**What the task requires:**
Output the material exactly, line by line.

**Extracted entries:**
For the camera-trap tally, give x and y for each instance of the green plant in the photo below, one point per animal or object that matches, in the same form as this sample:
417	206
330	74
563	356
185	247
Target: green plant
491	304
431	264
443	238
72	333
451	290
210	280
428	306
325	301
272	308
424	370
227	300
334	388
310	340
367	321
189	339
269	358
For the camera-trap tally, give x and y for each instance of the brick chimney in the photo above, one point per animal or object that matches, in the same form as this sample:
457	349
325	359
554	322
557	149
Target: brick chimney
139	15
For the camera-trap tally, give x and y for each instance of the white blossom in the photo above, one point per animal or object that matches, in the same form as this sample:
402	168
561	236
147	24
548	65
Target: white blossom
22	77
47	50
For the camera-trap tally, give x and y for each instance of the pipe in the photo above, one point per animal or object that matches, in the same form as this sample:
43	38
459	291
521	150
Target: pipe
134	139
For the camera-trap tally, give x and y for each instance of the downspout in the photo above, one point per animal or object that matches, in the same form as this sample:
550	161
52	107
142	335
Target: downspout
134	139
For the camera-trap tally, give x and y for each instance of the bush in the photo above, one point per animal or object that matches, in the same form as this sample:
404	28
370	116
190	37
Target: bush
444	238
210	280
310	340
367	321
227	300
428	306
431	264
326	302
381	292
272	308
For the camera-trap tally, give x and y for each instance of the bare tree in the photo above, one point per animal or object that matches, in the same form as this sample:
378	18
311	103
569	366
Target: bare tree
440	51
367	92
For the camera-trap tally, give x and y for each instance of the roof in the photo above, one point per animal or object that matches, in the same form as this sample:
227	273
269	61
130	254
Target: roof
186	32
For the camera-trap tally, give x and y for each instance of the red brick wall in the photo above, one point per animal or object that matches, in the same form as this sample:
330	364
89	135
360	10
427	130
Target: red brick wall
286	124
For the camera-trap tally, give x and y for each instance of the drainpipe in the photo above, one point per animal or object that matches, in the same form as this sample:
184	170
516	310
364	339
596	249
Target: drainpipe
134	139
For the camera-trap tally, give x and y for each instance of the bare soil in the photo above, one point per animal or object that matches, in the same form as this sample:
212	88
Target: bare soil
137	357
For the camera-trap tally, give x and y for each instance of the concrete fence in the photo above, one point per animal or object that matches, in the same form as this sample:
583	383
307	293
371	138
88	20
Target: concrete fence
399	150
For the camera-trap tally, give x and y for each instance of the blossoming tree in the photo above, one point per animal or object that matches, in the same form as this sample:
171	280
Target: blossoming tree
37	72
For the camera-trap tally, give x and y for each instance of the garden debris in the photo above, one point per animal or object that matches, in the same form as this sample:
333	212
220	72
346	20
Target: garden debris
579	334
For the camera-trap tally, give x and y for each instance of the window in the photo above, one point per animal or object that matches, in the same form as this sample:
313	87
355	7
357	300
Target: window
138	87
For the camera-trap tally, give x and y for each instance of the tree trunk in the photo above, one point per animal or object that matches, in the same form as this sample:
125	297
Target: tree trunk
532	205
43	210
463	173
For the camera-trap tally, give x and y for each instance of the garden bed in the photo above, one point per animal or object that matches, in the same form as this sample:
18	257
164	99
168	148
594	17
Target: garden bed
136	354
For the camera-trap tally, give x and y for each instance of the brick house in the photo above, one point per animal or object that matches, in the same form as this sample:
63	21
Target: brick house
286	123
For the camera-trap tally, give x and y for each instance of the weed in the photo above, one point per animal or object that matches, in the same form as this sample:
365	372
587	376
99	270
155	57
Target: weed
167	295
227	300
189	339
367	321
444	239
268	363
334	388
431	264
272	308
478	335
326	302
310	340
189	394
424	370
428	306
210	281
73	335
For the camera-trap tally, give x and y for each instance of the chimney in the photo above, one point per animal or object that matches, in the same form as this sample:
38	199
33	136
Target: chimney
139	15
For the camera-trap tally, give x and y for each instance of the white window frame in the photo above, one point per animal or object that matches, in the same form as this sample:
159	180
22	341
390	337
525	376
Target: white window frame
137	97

**Response to the exercise:**
For the camera-trap tally, give x and y for each instance of the green plant in the photo below, one point per animal or object that matches, in the same form as this sample:
417	206
330	74
563	356
185	247
Target: green plant
491	304
431	264
443	238
72	333
451	290
210	280
428	306
325	301
272	308
424	370
227	300
334	388
310	340
367	321
189	339
269	358
For the camera-trap tally, give x and y for each instance of the brick chimney in the photo above, one point per animal or object that matches, in the same form as this sample:
457	349
325	359
554	322
557	149
Target: brick chimney
139	15
For the camera-trap tally, give x and y for each instance of the white blossom in the photo above, one point per animal or object that matches, in the same form as this sample:
402	168
561	236
147	24
548	65
Target: white blossom
22	77
47	50
For the camera-trap tally, give x and y for each instance of the pipe in the photo above, one point per animal or object that matches, in the same form as this sample:
43	38
459	291
521	150
Target: pipe
134	139
For the camera-trap tally, give x and y for each instance of the downspout in the photo above, one point per animal or object that matches, in the same form as this sample:
550	161
52	107
142	335
Target: downspout
134	139
For the camera-trap tally, give x and y for each instance of the bush in the photo above, one point per animal or object that matches, in the same form as this sample:
404	28
370	116
190	37
Target: bush
444	238
210	280
310	340
367	321
227	300
428	306
431	264
326	302
381	292
272	308
For the camera-trap tally, give x and y for each instance of the bare tree in the photo above, one point per animal or object that matches, in the same form as this sample:
378	18
311	103
569	366
Target: bare tree
440	51
367	92
For the camera-trap tally, give x and y for each instance of the roof in the photo above, one point per animal or object that matches, in the same form as this sample:
227	273
269	61
130	254
Target: roof
186	32
For the camera-trap tally, give x and y for each instance of the red brick wall in the photo above, one point per animal or object that matches, in the same form as this sample:
330	364
89	135
360	10
427	130
Target: red brick wall
286	124
For the camera-trap tally, give x and y for each instance of the drainpipe in the photo above, one point per animal or object that matches, in the same form as this sample:
184	170
516	310
364	339
596	249
Target: drainpipe
134	139
For the camera-trap tally, give x and y for each instance of the bare soil in the photo above, one point per animal or object that matches, in the same form as this sample:
212	88
Target: bare soil
137	357
For the camera-trap tally, give x and y for each instance of the concrete fence in the photo above, one point per animal or object that matches, in the same form as this sample:
583	383
307	293
371	138
88	20
Target: concrete fence
399	150
For the camera-trap tally, give x and y for each instance of the blossoming tree in the photo above, one point per animal or object that matches, in the same form as this sample:
171	280
Target: blossoming tree
37	72
For the camera-trap tally, give x and y for each instance of the garden debris in the photo above, one point per animal or object that matches, in the same form as this sample:
333	212
220	72
346	20
Target: garden debris
579	334
For the camera-trap tally, give x and y for each instance of the window in the photo above, one point per animal or object that matches, in the same form as this sample:
313	87
355	7
357	300
Target: window
138	87
For the camera-trap tally, give x and y for each instance of the tree trunk in the photo above, one point per animal or object that matches, in the same form as this sample:
125	297
Target: tree trunk
532	205
43	210
463	173
For the camera-trap tally, give x and y for each instance of the garden bed in the photo above, one point per animal or object that matches, in the same form as this sample:
18	257
164	99
168	148
594	17
Target: garden bed
136	354
For the camera-trap tally, give x and y for each instance of the brick house in the photo above, one point per animal or object that matches, in the same form as this sample:
63	21
Target: brick house
286	123
For the camera-trap tally, give x and y for each instance of the weed in the photo above, one point per animal or object that matches, in the same form as this sample:
365	372
587	376
99	270
155	57
Target: weed
167	295
227	300
189	339
367	321
444	239
268	363
334	388
431	264
272	308
478	335
326	302
310	340
189	394
424	370
428	306
210	281
73	335
For the camera-trap tally, give x and y for each instance of the chimney in the photo above, one point per animal or object that matches, in the same form as this sample:
38	199
33	136
Target: chimney
139	15
For the camera-trap tally, give x and y for each instance of the white window frame in the photo above, one point per animal or object that matches, in the same form as this sample:
159	180
22	341
390	337
525	376
Target: white window frame
137	97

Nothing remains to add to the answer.